This month I’m recommending a challenging novel by Mark Lawrence, an author who was born in America but now lives in England. The Book That Wouldn’t Burn was published in 2023 as the first volume in The Library Trilogy. It is readily available in paperback, ebook or audio formats and was followed by The Book That Broke The World (2024) and The Book That Held Her Heart (2025). There is also a collection of short stories related to The Library Trilogy which is called Missing Pages (2025). These books contain some elements usually associated with Science Fiction, such as Time Travel, space-stations, post-apocalypse landscapes and androids, but the publishers classify The Library Trilogy as Epic Fantasy, so I’ll go with that. The influence of some classic Fantasy authors, such as C.S.Lewis, is obvious from the first volume onwards.

The Library Trilogy does things that only novels can do and plays with the imaginations and instincts of its readers. This is not a story that would work as a film and there are some major plot twists which must not be given away by any reviewer. So, my synopsis will introduce the setting and characters without saying too much about the plot. The ancient Library of the title exists in many different worlds and contains a vast collection of the knowledge and creativity of numerous species from all eras. Its huge chambers are sealed off by tall doors, each of which can only be opened by a member of a particular race or species. The Library is staffed by gleaming metallic beings who rarely speak known as Soldiers or Assistants and there are three elusive Guardians who take the forms of a cat, a dog and a raven. Some believe that the Library is the cause of an eternal war between two gods, Irad, the creator of the Library, and his brother, Jaspeth, who wants to destroy it.

In The Book That Wouldn’t Burn the story is centred on two main characters, Evar and Livira. For as long as he can remember, Evar has been trapped in a chamber of the Library along with four others who escaped the brutal sabbers who massacred their families by hiding in a mysterious building known as the Mechanism. Those who enter the Mechanism can immerse themselves completely in the world of a book, a process which can last many years. Evar’s three quarrelsome adoptive brothers, Mayland, Kerrol and Starval and his spirited sister, Clovis, all came out of the Mechanism with different skills. Starval, for example, is a trained assassin and Clovis has beome a formidable warrior. Gentle Evar can’t fully recall what happened to him in the Mechanism but he believes that he met a remarkable woman there and very much wants to find her again. When dominating Mayland disappears, Evar is uncertain whether one of the siblings has murdered him or whether he has been killed by the Escapes – terrifying creatures that sometimes emerge from the Mechanism. Things only change when Evar finds a book which seems to contain a personal message for him.

^^^^^^^^

Written request 1: List the elements usually associated with Science Fiction that the book review says these books contain.

Record excerpts:

^^^^^^^^

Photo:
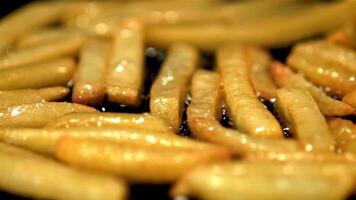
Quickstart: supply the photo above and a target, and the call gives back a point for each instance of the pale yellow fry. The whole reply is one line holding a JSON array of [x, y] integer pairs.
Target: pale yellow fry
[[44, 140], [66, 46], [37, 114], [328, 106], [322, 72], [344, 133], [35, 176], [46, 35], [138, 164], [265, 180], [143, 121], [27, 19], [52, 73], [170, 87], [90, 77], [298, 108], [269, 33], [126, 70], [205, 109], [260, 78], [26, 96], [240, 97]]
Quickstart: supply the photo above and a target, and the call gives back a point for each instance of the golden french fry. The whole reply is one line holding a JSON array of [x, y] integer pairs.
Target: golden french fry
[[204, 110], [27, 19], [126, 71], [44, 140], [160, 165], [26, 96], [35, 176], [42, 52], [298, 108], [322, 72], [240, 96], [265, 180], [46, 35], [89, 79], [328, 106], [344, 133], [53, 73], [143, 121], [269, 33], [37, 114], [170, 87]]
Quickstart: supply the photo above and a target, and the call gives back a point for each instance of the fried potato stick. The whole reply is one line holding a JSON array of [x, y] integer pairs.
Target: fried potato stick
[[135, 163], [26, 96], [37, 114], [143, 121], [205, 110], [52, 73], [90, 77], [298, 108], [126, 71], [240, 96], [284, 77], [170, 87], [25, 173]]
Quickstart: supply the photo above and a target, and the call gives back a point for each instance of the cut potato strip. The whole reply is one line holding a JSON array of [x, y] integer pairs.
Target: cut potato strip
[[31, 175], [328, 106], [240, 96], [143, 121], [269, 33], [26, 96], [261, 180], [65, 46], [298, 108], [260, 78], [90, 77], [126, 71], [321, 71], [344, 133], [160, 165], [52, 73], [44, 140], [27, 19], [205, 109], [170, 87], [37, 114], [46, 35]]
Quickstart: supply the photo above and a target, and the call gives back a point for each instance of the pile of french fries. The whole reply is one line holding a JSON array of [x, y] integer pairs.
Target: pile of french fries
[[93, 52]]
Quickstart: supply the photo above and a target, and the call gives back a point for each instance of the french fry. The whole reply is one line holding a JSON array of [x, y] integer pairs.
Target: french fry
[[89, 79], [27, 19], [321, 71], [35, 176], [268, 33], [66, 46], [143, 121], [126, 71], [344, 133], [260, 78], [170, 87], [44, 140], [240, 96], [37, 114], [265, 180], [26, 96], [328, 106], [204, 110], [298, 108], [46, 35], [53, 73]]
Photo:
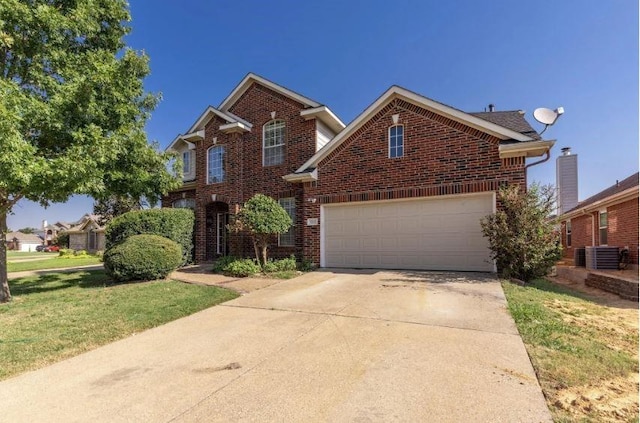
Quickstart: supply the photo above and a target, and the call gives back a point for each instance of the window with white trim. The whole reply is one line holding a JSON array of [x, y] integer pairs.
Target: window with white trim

^^^^^^^^

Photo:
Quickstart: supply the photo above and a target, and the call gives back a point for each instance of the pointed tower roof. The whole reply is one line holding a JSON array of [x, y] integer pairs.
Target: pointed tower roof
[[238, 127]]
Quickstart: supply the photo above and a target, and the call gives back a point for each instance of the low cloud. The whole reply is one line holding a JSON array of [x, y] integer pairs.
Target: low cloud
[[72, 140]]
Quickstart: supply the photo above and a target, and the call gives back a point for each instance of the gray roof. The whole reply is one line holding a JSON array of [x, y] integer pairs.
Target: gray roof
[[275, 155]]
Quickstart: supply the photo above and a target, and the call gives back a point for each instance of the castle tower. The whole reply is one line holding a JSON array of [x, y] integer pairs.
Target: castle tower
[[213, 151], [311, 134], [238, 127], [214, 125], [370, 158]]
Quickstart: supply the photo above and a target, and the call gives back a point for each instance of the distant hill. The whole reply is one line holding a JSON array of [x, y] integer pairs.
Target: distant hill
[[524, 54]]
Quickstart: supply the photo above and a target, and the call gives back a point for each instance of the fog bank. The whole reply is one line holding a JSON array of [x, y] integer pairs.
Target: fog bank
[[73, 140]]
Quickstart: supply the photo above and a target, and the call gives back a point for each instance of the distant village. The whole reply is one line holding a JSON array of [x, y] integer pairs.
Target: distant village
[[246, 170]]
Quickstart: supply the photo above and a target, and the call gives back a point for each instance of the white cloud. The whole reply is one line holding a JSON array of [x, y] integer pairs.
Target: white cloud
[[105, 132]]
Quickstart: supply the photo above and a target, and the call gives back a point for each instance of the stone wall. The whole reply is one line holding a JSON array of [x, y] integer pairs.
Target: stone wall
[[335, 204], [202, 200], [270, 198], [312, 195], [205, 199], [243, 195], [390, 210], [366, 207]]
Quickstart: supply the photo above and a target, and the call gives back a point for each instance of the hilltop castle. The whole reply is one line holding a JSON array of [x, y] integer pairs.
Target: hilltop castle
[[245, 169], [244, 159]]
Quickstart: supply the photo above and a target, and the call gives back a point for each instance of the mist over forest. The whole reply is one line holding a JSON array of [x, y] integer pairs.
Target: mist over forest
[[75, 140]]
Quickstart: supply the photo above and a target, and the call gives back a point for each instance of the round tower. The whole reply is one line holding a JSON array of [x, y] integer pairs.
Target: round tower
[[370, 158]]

^^^^^^^^

Written request 2: Reproduce word for word the lines of the records that begin at the line containing "of the gray" and stop after the line containing "[[245, 169], [244, 159]]".

Correct answer 1: Time Travel, space-stations, post-apocalypse landscapes, androids

Correct answer 2:
Quickstart: supply the photo above and a target, and the call gives back a point for each instance of the gray roof. The whole reply is one line holding a JSON array of [x, y] integer pairs.
Target: gray roof
[[275, 155]]
Quickstart: supply the photo above and a target, and the call gives back a point for each instance of the castle tower. The whole reply is one line holding a JSON array of [x, y] integer pairs.
Target: castle tower
[[213, 151], [311, 134], [238, 127], [214, 125], [370, 158]]
Quickstart: supply the photo above and a target, and the call gives back a point for each instance of the distant hill. The whole reply is one line holding a JSON array of [x, y] integer pairs.
Target: distant hill
[[524, 54]]
Quickstart: supply the photo above and a target, and the call gives back a point for each instance of the fog bank. The whole reply is one line holding a JSON array of [x, y] integer pairs.
Target: fog bank
[[73, 140]]
Quickstart: supply the photo above and a target, and the call gives back a point for each instance of the distant village. The whole reply is one line holding a JSON array of [x, y] integer pairs.
Target: distant village
[[246, 170]]
Quickstart: supply the photo above and a target, and the call gives back a point for each instance of the white cloud. The whole reply is one line holding a JSON array of [x, y] integer pairs.
Target: white cloud
[[105, 132]]
Quickstart: supply the photo above and a target, and the call gives back a point for each instance of the stone wall. The whole reply is one line holding a JSON array of [x, y] integer pairs.
Target: stone wall
[[335, 204], [202, 200], [270, 198], [312, 195], [205, 199], [243, 195], [390, 210], [366, 207]]
Quickstart: supply the photo above and a target, and the call gives back a point for each instance of the hilltop castle. The whole reply is one line holding a JSON array of [x, y] integer pairs.
Target: hilltop castle
[[245, 169], [244, 159]]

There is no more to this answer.